**** The data

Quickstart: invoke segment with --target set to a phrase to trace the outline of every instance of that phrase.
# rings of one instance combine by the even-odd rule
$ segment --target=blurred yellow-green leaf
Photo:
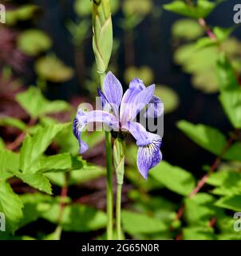
[[[27,30],[21,33],[18,38],[18,47],[25,54],[36,56],[49,50],[52,42],[49,36],[38,30]]]
[[[53,82],[63,82],[73,76],[73,70],[53,55],[39,58],[35,70],[41,78]]]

********

● **The task**
Please print the lines above word for word, leaving out the pictures.

● **Task output**
Quickstart: invoke segment with --target set to a phrase to trace the outline of every instance of that phrase.
# rings of one instance combine by the even-odd rule
$ segment --target=blurred yellow-green leaf
Photo:
[[[27,30],[21,33],[18,38],[18,47],[25,54],[36,56],[49,50],[52,42],[49,36],[38,30]]]
[[[53,82],[63,82],[73,76],[73,70],[53,55],[39,58],[35,70],[41,78]]]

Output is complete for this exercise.